YOUR ASSIGNMENT ▸ Print every line of the listing below, starting with the line that holds "Target: stone fireplace" and going on through the line that holds "Target: decorative birdhouse", both included, and print nothing else.

SUPPLIED MATERIAL ▸
══════════════════════════════
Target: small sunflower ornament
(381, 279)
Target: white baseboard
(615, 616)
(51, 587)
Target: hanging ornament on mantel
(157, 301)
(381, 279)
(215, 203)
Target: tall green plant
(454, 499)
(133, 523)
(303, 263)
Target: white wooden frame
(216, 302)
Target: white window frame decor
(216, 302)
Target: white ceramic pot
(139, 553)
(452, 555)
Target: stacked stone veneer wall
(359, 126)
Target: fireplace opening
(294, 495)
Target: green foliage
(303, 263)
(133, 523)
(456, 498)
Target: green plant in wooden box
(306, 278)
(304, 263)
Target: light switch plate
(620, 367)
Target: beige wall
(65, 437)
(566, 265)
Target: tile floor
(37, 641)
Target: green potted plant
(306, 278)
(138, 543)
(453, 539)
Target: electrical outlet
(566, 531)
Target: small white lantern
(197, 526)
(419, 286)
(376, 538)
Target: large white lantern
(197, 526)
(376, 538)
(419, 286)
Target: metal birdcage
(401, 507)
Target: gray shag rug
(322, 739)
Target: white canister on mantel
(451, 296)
══════════════════════════════
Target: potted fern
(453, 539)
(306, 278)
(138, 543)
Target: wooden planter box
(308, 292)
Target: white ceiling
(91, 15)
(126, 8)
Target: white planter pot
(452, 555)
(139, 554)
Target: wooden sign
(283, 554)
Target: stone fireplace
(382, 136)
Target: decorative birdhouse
══════════════════════════════
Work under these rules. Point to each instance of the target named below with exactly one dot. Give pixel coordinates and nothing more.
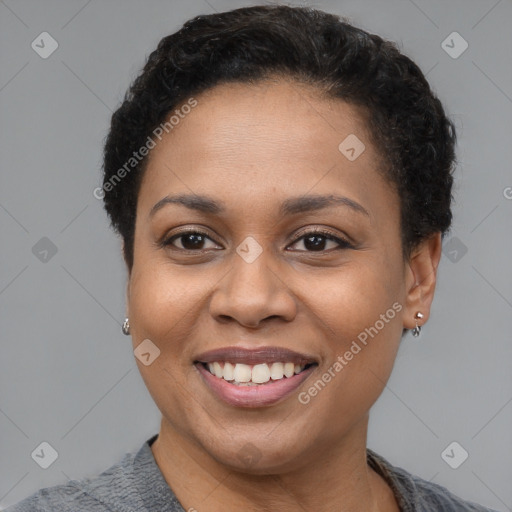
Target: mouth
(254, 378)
══════════════════════════════
ANSWER TO THE EXERCISE ▸
Target: stone fireplace
(382, 136)
Target: decorative birdhouse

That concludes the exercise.